* START Provided entries *

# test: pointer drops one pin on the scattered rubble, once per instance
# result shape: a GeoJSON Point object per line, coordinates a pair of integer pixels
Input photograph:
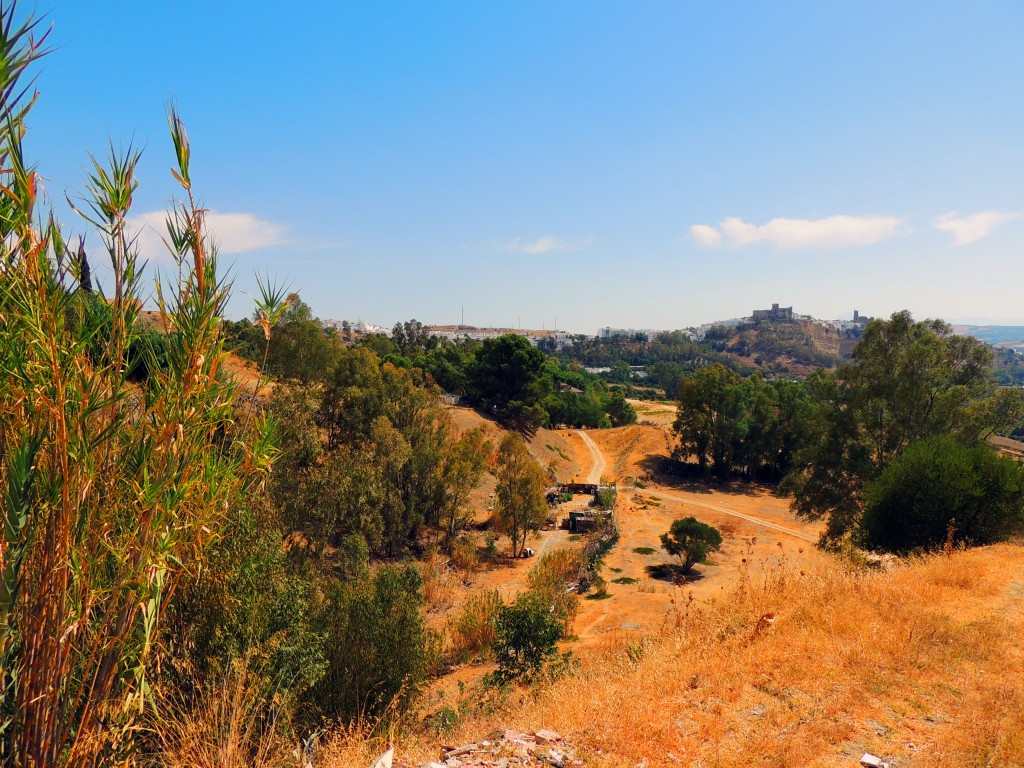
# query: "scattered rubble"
{"type": "Point", "coordinates": [507, 749]}
{"type": "Point", "coordinates": [870, 761]}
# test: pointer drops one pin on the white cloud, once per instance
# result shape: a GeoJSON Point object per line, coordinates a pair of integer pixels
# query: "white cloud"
{"type": "Point", "coordinates": [795, 235]}
{"type": "Point", "coordinates": [970, 228]}
{"type": "Point", "coordinates": [547, 244]}
{"type": "Point", "coordinates": [233, 232]}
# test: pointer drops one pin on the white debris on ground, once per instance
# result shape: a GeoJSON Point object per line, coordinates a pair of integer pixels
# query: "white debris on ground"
{"type": "Point", "coordinates": [506, 749]}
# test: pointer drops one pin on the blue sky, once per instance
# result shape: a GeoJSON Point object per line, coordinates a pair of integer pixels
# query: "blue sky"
{"type": "Point", "coordinates": [642, 165]}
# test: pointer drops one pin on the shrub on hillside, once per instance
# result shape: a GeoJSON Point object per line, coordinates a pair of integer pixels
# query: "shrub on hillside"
{"type": "Point", "coordinates": [525, 638]}
{"type": "Point", "coordinates": [939, 485]}
{"type": "Point", "coordinates": [377, 646]}
{"type": "Point", "coordinates": [691, 541]}
{"type": "Point", "coordinates": [473, 631]}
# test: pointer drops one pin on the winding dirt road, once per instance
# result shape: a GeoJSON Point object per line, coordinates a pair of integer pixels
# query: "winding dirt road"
{"type": "Point", "coordinates": [599, 464]}
{"type": "Point", "coordinates": [734, 513]}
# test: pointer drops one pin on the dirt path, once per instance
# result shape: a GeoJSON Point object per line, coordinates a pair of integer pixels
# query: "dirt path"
{"type": "Point", "coordinates": [743, 516]}
{"type": "Point", "coordinates": [599, 463]}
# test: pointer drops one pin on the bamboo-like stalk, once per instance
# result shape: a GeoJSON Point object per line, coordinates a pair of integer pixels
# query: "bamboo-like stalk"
{"type": "Point", "coordinates": [128, 483]}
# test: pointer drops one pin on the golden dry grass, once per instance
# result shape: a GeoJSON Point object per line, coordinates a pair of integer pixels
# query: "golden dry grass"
{"type": "Point", "coordinates": [921, 663]}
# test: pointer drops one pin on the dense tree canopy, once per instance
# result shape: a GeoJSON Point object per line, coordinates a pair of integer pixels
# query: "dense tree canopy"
{"type": "Point", "coordinates": [940, 489]}
{"type": "Point", "coordinates": [906, 381]}
{"type": "Point", "coordinates": [507, 375]}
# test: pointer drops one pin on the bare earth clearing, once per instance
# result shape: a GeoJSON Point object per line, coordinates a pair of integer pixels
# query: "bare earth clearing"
{"type": "Point", "coordinates": [773, 654]}
{"type": "Point", "coordinates": [758, 528]}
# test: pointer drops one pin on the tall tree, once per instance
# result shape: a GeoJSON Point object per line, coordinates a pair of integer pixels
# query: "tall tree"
{"type": "Point", "coordinates": [521, 506]}
{"type": "Point", "coordinates": [907, 380]}
{"type": "Point", "coordinates": [710, 420]}
{"type": "Point", "coordinates": [462, 466]}
{"type": "Point", "coordinates": [508, 375]}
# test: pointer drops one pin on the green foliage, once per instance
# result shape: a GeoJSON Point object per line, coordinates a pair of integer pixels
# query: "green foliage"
{"type": "Point", "coordinates": [376, 646]}
{"type": "Point", "coordinates": [907, 381]}
{"type": "Point", "coordinates": [472, 632]}
{"type": "Point", "coordinates": [248, 604]}
{"type": "Point", "coordinates": [691, 542]}
{"type": "Point", "coordinates": [939, 486]}
{"type": "Point", "coordinates": [521, 506]}
{"type": "Point", "coordinates": [621, 412]}
{"type": "Point", "coordinates": [526, 637]}
{"type": "Point", "coordinates": [507, 376]}
{"type": "Point", "coordinates": [372, 453]}
{"type": "Point", "coordinates": [127, 486]}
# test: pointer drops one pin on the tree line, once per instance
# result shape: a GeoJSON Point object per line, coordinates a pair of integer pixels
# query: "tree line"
{"type": "Point", "coordinates": [854, 445]}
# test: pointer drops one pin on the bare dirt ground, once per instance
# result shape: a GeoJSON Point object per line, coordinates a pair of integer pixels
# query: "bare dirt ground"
{"type": "Point", "coordinates": [245, 375]}
{"type": "Point", "coordinates": [654, 413]}
{"type": "Point", "coordinates": [758, 528]}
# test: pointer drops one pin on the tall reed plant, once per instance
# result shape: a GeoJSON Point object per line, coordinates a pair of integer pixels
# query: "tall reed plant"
{"type": "Point", "coordinates": [112, 489]}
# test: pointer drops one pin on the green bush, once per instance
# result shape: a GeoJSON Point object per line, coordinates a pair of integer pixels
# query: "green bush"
{"type": "Point", "coordinates": [473, 631]}
{"type": "Point", "coordinates": [939, 485]}
{"type": "Point", "coordinates": [526, 634]}
{"type": "Point", "coordinates": [691, 542]}
{"type": "Point", "coordinates": [376, 649]}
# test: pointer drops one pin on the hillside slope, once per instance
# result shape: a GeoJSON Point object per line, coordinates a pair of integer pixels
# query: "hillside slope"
{"type": "Point", "coordinates": [810, 667]}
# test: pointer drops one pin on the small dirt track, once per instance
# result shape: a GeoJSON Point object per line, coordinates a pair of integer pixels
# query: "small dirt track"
{"type": "Point", "coordinates": [599, 464]}
{"type": "Point", "coordinates": [741, 515]}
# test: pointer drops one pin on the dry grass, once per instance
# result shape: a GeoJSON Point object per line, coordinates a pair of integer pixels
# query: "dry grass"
{"type": "Point", "coordinates": [921, 664]}
{"type": "Point", "coordinates": [472, 632]}
{"type": "Point", "coordinates": [226, 728]}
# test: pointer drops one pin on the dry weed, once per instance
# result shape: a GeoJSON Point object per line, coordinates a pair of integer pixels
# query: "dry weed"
{"type": "Point", "coordinates": [920, 663]}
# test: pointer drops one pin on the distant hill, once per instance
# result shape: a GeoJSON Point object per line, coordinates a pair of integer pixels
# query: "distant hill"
{"type": "Point", "coordinates": [1009, 337]}
{"type": "Point", "coordinates": [793, 347]}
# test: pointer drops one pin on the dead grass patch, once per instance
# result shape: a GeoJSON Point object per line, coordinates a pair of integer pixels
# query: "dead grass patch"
{"type": "Point", "coordinates": [920, 664]}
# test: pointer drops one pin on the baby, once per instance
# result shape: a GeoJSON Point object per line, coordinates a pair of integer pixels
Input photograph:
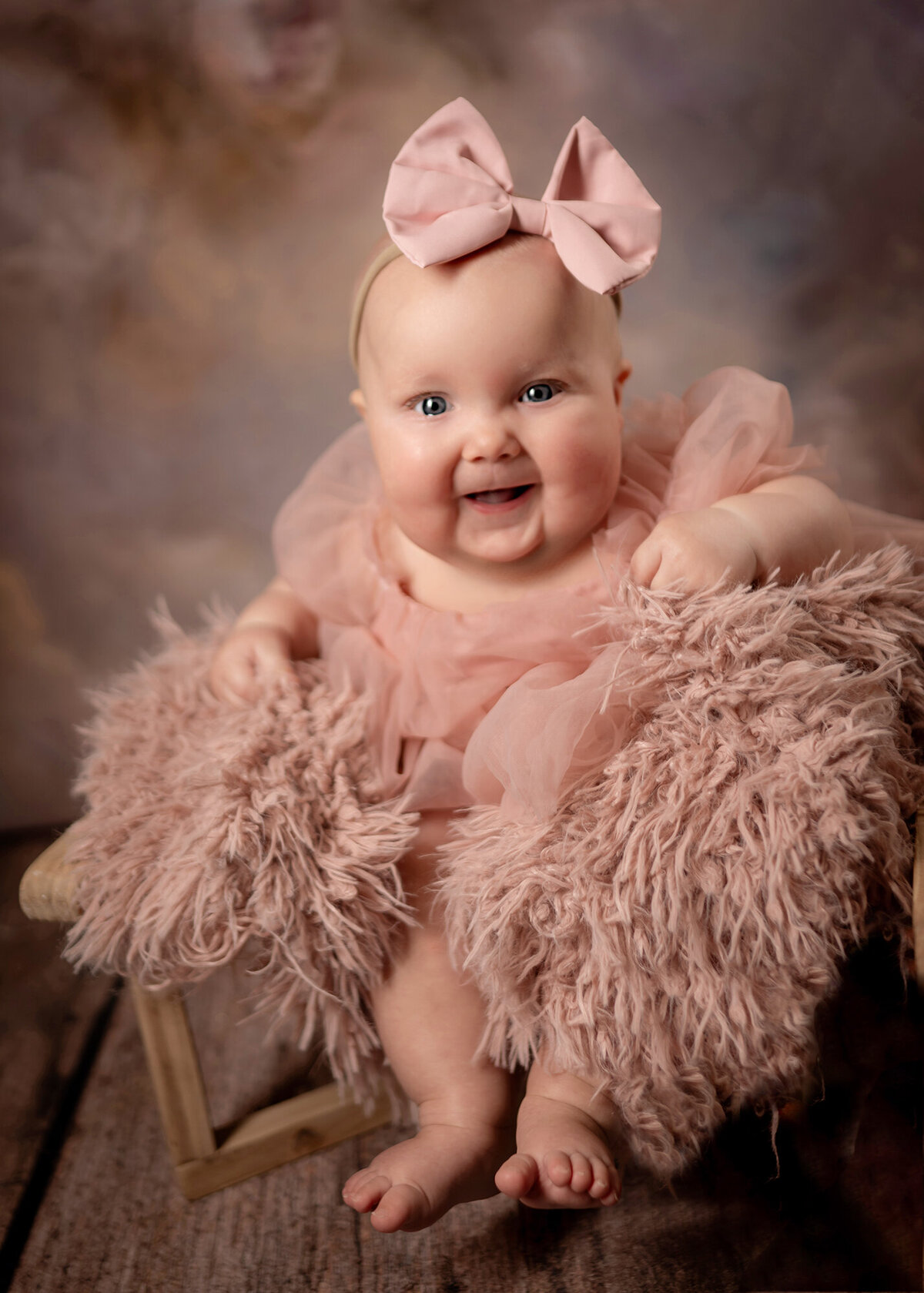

* END Provided entries *

Turn every line of the records above into a numbered list, skipping blank lines and leaving the pictures out.

1. # test: pointer drops one pin on the scattered rubble, once per instance
2. # result shape: a GeoJSON Point object per line, coordinates a pair of integer pixels
3. Input photograph:
4. # query: "scattered rubble"
5. {"type": "Point", "coordinates": [507, 749]}
6. {"type": "Point", "coordinates": [870, 761]}
7. # test: pointer drops one pin on the white cloud, once per instance
8. # result shape: a GeoJSON Point object per line, coordinates a pair of integer pixels
9. # query: "white cloud"
10. {"type": "Point", "coordinates": [795, 235]}
11. {"type": "Point", "coordinates": [970, 228]}
12. {"type": "Point", "coordinates": [547, 244]}
13. {"type": "Point", "coordinates": [233, 232]}
14. # test: pointer drops one pin on the white debris on ground, once per instance
15. # result shape: a GeoJSON Point object per line, coordinates a pair of integer pixels
16. # query: "white debris on ground"
17. {"type": "Point", "coordinates": [506, 749]}
18. # test: pointer drops one pin on the blue sky, once per instance
19. # result shape: a GeoJSON Point object per line, coordinates a pair of integer pixels
20. # query: "blue sky"
21. {"type": "Point", "coordinates": [642, 165]}
22. # test: pointer drops one pin on the shrub on hillside, once per instance
23. # result shape: a GeoJSON Point object per line, coordinates a pair of integer pixels
24. # query: "shrub on hillside"
25. {"type": "Point", "coordinates": [525, 638]}
26. {"type": "Point", "coordinates": [939, 485]}
27. {"type": "Point", "coordinates": [377, 646]}
28. {"type": "Point", "coordinates": [691, 541]}
29. {"type": "Point", "coordinates": [473, 631]}
30. # test: pointer drops one pin on the winding dirt road, once per instance
31. # result shape: a GeoJSON Point object per line, coordinates a pair of integer pixels
32. # query: "winding dirt road"
33. {"type": "Point", "coordinates": [599, 464]}
34. {"type": "Point", "coordinates": [734, 513]}
35. # test: pointer drops one pin on the dirt path, once per instance
36. # result shape: a GeoJSON Point object per line, coordinates a pair of integer pixels
37. # query: "dirt path"
38. {"type": "Point", "coordinates": [743, 516]}
39. {"type": "Point", "coordinates": [599, 463]}
40. # test: pointer drops one pin on the bamboo-like stalk, once per instance
41. # result shape: a GeoJSON Point object per line, coordinates a pair of integer pixels
42. # query: "bamboo-like stalk"
43. {"type": "Point", "coordinates": [128, 483]}
44. # test: pointer drops one pin on the golden dry grass, once per instance
45. # result shape: a GeoJSON Point object per line, coordinates a pair of integer pixels
46. # query: "golden dry grass"
47. {"type": "Point", "coordinates": [921, 663]}
48. # test: pointer drops one pin on the dense tree canopy, once per instance
49. # result shape: a GeoJSON Point object per line, coordinates a pair of integer pixels
50. # query: "dense tree canopy"
51. {"type": "Point", "coordinates": [940, 489]}
52. {"type": "Point", "coordinates": [906, 381]}
53. {"type": "Point", "coordinates": [507, 375]}
54. # test: pointer drops one pin on the bare earth clearing, once per instance
55. # result shape: a GeoJSON Point object per line, coordinates a pair of integer pixels
56. # query: "bare earth clearing"
57. {"type": "Point", "coordinates": [773, 654]}
58. {"type": "Point", "coordinates": [758, 528]}
59. # test: pointer drops one pin on the tall tree, once per instance
60. # result shape: a GeoJSON Point object per line, coordinates a pair of integer pixels
61. # query: "tall tree"
62. {"type": "Point", "coordinates": [521, 506]}
63. {"type": "Point", "coordinates": [907, 380]}
64. {"type": "Point", "coordinates": [710, 420]}
65. {"type": "Point", "coordinates": [462, 466]}
66. {"type": "Point", "coordinates": [508, 375]}
67. # test: pointer drops one pin on the green foliage, once per instance
68. # result shape: a GeoJSON Point object per line, coordinates a pair of integer pixels
69. # query: "green foliage"
70. {"type": "Point", "coordinates": [376, 646]}
71. {"type": "Point", "coordinates": [907, 381]}
72. {"type": "Point", "coordinates": [472, 632]}
73. {"type": "Point", "coordinates": [248, 604]}
74. {"type": "Point", "coordinates": [691, 542]}
75. {"type": "Point", "coordinates": [939, 486]}
76. {"type": "Point", "coordinates": [521, 506]}
77. {"type": "Point", "coordinates": [621, 412]}
78. {"type": "Point", "coordinates": [526, 637]}
79. {"type": "Point", "coordinates": [507, 376]}
80. {"type": "Point", "coordinates": [372, 453]}
81. {"type": "Point", "coordinates": [127, 486]}
82. # test: pointer drops one pin on the tree line, once per instance
83. # result shape: a GeoJSON Point object per line, coordinates a pair of integer pixels
84. # query: "tree line"
85. {"type": "Point", "coordinates": [854, 445]}
86. # test: pointer drops one pin on the bare dirt ground, once per instance
87. # result shape: a GeoJSON Point object per line, coordinates a pair of integer pixels
88. # query: "bare dirt ground"
89. {"type": "Point", "coordinates": [245, 375]}
90. {"type": "Point", "coordinates": [654, 413]}
91. {"type": "Point", "coordinates": [758, 528]}
92. # test: pointer drops one pin on the tall reed plant, once per instance
93. # result shape: a GeoJSON Point object per line, coordinates a pair of integer pixels
94. # query: "tall reed plant"
95. {"type": "Point", "coordinates": [112, 489]}
96. # test: pointer drops one pin on the green bush, once per instance
97. # result shape: a GeoJSON Point object per line, coordinates a pair of integer pixels
98. # query: "green bush"
99. {"type": "Point", "coordinates": [473, 631]}
100. {"type": "Point", "coordinates": [939, 485]}
101. {"type": "Point", "coordinates": [526, 634]}
102. {"type": "Point", "coordinates": [691, 542]}
103. {"type": "Point", "coordinates": [376, 649]}
104. # test: pointer drops one pin on the hillside slope, once per instance
105. # result shape: a GeoJSON Point object per line, coordinates a pair of integer pixels
106. # query: "hillside slope"
107. {"type": "Point", "coordinates": [810, 667]}
108. # test: pointer drops one pin on the small dirt track, once per instance
109. # result shape: a GeoJSON Point object per line, coordinates a pair of integer pixels
110. # query: "small dirt track"
111. {"type": "Point", "coordinates": [599, 464]}
112. {"type": "Point", "coordinates": [741, 515]}
113. # test: pointer drops one pin on the dry grass, once per instance
114. # result shape: a GeoJSON Point object per line, coordinates a pair of integer pixels
115. # query: "dry grass"
116. {"type": "Point", "coordinates": [921, 664]}
117. {"type": "Point", "coordinates": [472, 632]}
118. {"type": "Point", "coordinates": [226, 728]}
119. # test: pointer drops one pin on the dry weed, once per instance
120. # result shape: a GeoJSON Point object per line, coordinates a pair of integer pixels
121. # query: "dry weed"
122. {"type": "Point", "coordinates": [920, 663]}
123. # test: pointer drops one pin on the distant hill, once per instance
124. # result shape: a GeoJSON Point object per line, coordinates a pair of integer pixels
125. # query: "distant hill"
126. {"type": "Point", "coordinates": [1009, 337]}
127. {"type": "Point", "coordinates": [793, 347]}
128. # test: pointer drops one pin on the dead grass patch, once per instance
129. # result shape: a GeoJSON Point object per line, coordinates a pair of integer pixels
130. # query: "dead grass patch"
131. {"type": "Point", "coordinates": [920, 664]}
132. # test: pointer drops one pin on the baby, once per instance
133. # result shape: a GeoJSON Point object per line, coordinates a pair of integer pixels
134. Input photograph:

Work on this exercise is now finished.